Page excerpt:
CEDRIC D. SHACKELFORD,
Appellant
On Appeal from the United States District Court
for the District of Delaware
(D.C. Crim. No. 08-00035-001)
Honorable Sue L. Robinson, District Judge
Submitted under Third Circuit LAR 34.1(a)
June 2, 2009
BEFORE: MCKEE, HARDIMAN, and GREENBERG, Circuit Judges
(Filed: June 5, 2009)
OPINION OF THE COURT
GREENBERG, Circuit Judge.
This matter comes on before this Court on Cedric D. Shackelford’s appeal from a
judgment of conviction and sentence in a criminal case entered on December 2, 2008.
Shackelford has limited his appeal to the single contention that the District Court erred as
a matter of law when it relieved the Government of its burden of establishing the basis for
a 4-level guidelines enhancement that the Court used in calculating Schackelford’s
adjusted offense level. The District Court had jurisdiction under 18 U.S.C. § 3231, and
we have jurisdiction under 28 U.S.C. § 1291 and 18 U.S.C. § 3742(a).

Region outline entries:
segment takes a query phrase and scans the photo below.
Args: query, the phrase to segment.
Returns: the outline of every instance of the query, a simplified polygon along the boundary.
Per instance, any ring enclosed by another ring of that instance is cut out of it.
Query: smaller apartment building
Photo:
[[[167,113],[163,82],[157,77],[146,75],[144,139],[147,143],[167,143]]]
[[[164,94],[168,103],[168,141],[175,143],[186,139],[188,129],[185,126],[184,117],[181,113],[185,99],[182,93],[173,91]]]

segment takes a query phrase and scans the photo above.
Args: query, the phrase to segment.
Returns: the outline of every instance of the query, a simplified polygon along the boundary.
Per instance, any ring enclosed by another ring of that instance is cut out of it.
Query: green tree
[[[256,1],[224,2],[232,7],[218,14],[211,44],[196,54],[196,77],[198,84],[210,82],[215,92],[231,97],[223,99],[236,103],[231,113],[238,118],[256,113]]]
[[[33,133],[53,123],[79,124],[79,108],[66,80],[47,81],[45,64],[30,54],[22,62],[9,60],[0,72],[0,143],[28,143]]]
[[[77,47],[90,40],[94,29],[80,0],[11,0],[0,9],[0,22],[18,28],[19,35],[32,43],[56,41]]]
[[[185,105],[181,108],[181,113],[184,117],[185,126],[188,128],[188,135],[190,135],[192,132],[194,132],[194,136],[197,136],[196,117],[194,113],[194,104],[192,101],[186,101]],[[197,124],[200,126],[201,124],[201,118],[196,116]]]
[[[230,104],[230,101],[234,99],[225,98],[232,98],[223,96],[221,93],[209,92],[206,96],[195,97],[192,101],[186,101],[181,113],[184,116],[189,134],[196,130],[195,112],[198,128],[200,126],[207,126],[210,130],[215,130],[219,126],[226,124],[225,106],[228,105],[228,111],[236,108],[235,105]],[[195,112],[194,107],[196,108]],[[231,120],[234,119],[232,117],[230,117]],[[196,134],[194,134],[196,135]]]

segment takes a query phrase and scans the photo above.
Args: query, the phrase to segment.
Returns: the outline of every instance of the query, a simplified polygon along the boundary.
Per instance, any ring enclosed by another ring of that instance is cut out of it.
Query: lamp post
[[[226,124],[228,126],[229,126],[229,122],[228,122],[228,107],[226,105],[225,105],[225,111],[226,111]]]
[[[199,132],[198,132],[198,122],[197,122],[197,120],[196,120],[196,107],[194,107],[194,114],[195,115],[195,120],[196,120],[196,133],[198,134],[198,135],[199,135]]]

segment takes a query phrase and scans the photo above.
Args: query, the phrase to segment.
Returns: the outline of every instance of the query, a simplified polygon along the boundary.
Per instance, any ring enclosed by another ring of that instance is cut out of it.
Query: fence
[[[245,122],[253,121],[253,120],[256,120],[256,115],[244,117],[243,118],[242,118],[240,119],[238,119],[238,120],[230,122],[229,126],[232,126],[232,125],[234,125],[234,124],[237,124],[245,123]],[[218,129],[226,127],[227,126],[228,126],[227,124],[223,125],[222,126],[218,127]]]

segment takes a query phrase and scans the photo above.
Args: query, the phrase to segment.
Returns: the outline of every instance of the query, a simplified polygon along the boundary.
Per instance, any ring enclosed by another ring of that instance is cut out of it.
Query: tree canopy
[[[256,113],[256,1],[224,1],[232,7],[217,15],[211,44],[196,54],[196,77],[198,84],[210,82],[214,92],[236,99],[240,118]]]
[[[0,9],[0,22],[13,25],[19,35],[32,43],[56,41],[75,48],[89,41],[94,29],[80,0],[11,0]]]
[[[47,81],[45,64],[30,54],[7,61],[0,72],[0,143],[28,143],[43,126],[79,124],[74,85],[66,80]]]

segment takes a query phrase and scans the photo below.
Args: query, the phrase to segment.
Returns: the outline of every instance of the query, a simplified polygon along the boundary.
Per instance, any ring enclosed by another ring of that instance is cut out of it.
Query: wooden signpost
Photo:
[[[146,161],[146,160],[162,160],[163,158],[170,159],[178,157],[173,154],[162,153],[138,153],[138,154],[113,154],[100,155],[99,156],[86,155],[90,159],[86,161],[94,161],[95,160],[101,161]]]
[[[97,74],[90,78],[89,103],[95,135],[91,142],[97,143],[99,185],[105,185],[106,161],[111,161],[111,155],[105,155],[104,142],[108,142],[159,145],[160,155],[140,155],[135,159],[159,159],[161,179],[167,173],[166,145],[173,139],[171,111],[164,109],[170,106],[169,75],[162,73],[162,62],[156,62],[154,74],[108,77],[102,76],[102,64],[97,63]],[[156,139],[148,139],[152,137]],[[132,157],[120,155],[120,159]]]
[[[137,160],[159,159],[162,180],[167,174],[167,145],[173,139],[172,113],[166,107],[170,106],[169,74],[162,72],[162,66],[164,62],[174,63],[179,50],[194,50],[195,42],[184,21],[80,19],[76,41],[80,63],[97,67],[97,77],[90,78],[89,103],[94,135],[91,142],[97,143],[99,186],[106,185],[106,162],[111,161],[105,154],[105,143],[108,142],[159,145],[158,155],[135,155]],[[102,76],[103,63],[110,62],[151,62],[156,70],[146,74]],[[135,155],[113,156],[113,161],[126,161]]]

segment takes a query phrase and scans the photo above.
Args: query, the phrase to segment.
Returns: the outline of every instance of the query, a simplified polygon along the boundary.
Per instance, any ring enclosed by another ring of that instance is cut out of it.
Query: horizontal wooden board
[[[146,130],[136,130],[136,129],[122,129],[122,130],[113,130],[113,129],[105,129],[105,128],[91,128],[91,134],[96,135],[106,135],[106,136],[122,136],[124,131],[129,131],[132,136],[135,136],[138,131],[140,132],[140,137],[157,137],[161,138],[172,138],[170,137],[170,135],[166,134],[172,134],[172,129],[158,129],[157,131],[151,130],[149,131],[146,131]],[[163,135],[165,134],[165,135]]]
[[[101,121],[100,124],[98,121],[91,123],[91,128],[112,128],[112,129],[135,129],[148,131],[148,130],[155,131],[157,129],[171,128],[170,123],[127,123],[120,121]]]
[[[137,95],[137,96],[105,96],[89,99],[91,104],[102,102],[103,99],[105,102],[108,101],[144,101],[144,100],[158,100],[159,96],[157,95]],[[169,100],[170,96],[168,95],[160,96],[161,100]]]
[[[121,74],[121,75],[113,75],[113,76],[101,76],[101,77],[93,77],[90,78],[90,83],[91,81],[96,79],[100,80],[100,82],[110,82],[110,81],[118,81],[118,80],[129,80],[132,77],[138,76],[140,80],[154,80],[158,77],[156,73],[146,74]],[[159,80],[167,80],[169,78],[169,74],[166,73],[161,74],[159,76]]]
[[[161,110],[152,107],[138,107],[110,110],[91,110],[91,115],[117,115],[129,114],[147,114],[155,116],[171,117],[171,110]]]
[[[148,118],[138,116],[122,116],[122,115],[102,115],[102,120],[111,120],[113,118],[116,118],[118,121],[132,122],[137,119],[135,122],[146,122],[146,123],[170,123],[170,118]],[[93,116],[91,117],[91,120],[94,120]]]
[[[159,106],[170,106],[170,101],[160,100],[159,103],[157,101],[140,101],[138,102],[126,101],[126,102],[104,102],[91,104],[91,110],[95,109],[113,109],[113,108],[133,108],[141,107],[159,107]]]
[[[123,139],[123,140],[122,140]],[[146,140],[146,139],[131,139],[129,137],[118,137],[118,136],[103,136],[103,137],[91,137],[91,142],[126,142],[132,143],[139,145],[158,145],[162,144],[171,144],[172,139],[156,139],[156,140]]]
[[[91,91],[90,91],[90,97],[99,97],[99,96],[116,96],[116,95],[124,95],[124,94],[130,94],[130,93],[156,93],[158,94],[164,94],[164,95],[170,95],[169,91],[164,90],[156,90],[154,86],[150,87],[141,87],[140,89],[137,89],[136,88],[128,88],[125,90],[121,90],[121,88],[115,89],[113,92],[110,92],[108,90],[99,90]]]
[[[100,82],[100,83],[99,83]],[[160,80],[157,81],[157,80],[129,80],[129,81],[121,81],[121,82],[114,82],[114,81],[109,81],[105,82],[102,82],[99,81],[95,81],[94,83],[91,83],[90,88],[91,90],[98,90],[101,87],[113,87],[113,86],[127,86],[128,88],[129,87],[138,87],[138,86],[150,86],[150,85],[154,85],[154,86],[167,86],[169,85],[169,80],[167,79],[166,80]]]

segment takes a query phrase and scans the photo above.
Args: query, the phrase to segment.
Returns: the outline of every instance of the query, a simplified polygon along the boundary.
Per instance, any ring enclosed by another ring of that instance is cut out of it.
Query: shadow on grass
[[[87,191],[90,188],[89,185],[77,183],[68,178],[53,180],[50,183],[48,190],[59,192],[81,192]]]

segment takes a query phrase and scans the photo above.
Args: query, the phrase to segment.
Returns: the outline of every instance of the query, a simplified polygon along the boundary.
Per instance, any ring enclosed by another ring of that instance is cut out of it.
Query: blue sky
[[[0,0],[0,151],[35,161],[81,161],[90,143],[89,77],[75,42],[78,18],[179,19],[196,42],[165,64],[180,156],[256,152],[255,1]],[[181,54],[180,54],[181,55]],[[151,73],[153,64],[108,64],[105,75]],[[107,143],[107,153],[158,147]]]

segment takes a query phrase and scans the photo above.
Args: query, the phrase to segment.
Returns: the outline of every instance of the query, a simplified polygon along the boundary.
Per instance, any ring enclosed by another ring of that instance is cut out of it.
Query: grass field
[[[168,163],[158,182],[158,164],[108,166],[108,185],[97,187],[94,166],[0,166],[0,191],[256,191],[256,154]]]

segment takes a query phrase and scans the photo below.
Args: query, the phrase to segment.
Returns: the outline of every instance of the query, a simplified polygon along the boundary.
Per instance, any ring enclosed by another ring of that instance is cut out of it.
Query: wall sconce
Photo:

Goal:
Reproduce everything in the court opinion above from "Honorable Sue L." down to "U.S.C. § 3742(a).", word for word.

Answer in full:
Honorable Sue L. Robinson, District Judge
Submitted under Third Circuit LAR 34.1(a)
June 2, 2009
BEFORE: MCKEE, HARDIMAN, and GREENBERG, Circuit Judges
(Filed: June 5, 2009)
OPINION OF THE COURT
GREENBERG, Circuit Judge.
This matter comes on before this Court on Cedric D. Shackelford’s appeal from a
judgment of conviction and sentence in a criminal case entered on December 2, 2008.
Shackelford has limited his appeal to the single contention that the District Court erred as
a matter of law when it relieved the Government of its burden of establishing the basis for
a 4-level guidelines enhancement that the Court used in calculating Schackelford’s
adjusted offense level. The District Court had jurisdiction under 18 U.S.C. § 3231, and
we have jurisdiction under 28 U.S.C. § 1291 and 18 U.S.C. § 3742(a).